→ **PASSAGE TO READ**:
• • •

What does this mean? Well, with more options on the counter, simply waiting for Palace to make a mistake – which has, embarrassingly, been efficient in the past – may not be as viable an option as it once seemed. Conversely, looking at Wolves’ attack, there are also noticeable patterns from previous meetings. All four goals have come from or been created down the right-hand side.
This is not something uncommon for Nuno’s men, who have been in the top two most right-side dominant teams for the three seasons since their promotion. This is without Adama Traoré or Doherty in the team, their starting right-side duo from last season. With the ever-improving and talented academy graduate Tyrick Mitchell a doubt to play a side against whom he performed so admirably against, this could make Palace fans nervous.
Again, Palace do pose a different threat from any of their previous meetings, with equally potent threats from both flanks – Jeffrey Schlupp (or Eze) and Townsend. Zaha’s new positioning, combined with Batshuayi’s more natural striker’s instinct – as opposed to Jordan Ayew – makes for a central threat, as well, that was previously not there.
It is difficult to use the last meeting between these two sides as a barometer for how this fixture will evolve. There have been several personnel changes on both team sheets and Palace’s shambolic form to end last season seems to have been a temporary nightmare.
Nuno has a dynamic team of coaches that will have undoubtedly been preparing all week for a different Palace dynamic. While equally trying to get the best out of an offence that is registering its lowest per-game averages for shots, shots on target and key passes since their promotion. This bodes well for Hodgson’s team who, naturally, give up a copious amount of low-quality shots. So, for an opposition that is already struggling to create enough high-quality shots, this isn’t favourable.
Traoré has been relinquished from his starting XI duties due to the versatility of Podence as a wide player or a striker. However, he has a history of consistently troubling the Palace defence and could push for a start here in favour of Pedro Neto. Jonny Otto remains the only player definitely out of match-week seven’s fixture.

• • •

→ **GIVEN DATA**:
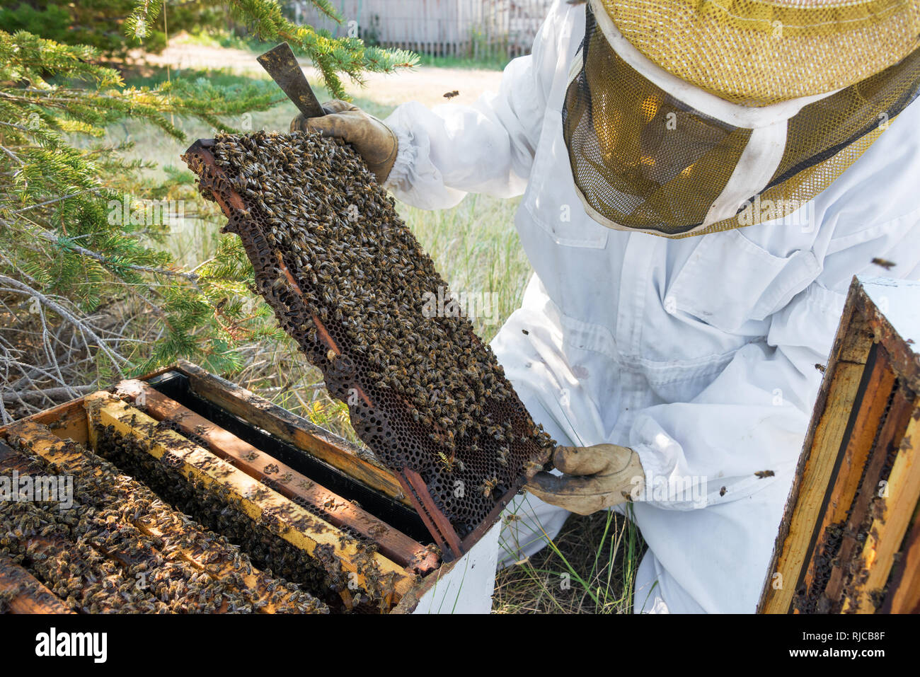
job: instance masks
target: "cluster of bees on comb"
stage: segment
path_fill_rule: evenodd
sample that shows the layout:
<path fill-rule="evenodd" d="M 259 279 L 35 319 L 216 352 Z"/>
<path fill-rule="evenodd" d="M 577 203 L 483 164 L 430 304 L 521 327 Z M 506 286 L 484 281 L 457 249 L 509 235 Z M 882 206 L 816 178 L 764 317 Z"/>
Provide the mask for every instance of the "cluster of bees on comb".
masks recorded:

• • •

→ **STUDY QUESTIONS**:
A. According to the Crystal Palace–Wolves match preview, which player is the only one definitely out of the match-week seven fixture?
B. Continue the Crystal Palace–Wolves match preview from its final sentence.

→ **ANSWERS BY TASK**:
A. Jonny Otto.

B.
The news is mostly positive for Hodgson, who will happily welcome back a wealth of experience and depth to the squad. Gary Cahill should return after being on the receiving end of a nasty tackle against Brighton two weeks ago.
James McCarthy, James Tomkins, Ayew and Jack Butland are all now available, with the latter pair having been cleared of COVID-19 and deemed safe to return to training.
Tyrick Mitchell picked up a knock in training earlier in the week, which has cast a doubt on his fitness. While Jaïro Riedewald’s situation is being monitored after he was substituted off in the win against Fulham due to an injury complaint.
Predicted Starting XIs
Wolves (3-4-3): Patricio; Boly, Kilman, Coady; Semedo, Dendoncker, Neves, Saïss; Traoré, Jiménez, Podence
Crystal Palace (4-4-2): Guaita; Clyne, Kouyaté, Cahill, van Aanholt; Townsend, Milivojevic, Riedewald, Schlupp; Batshuayi, Zaha
Scored Prediction: Wolves 2-2 Crystal Palace
None of the previous four fixtures have had more than two goals while only once have both teams scored. So why does the predicted score contradict all of that? Both teams have been unpredictable this season while showing in-game patches of team brilliance. It could go either way, so shouldn’t that mean it will go neither way?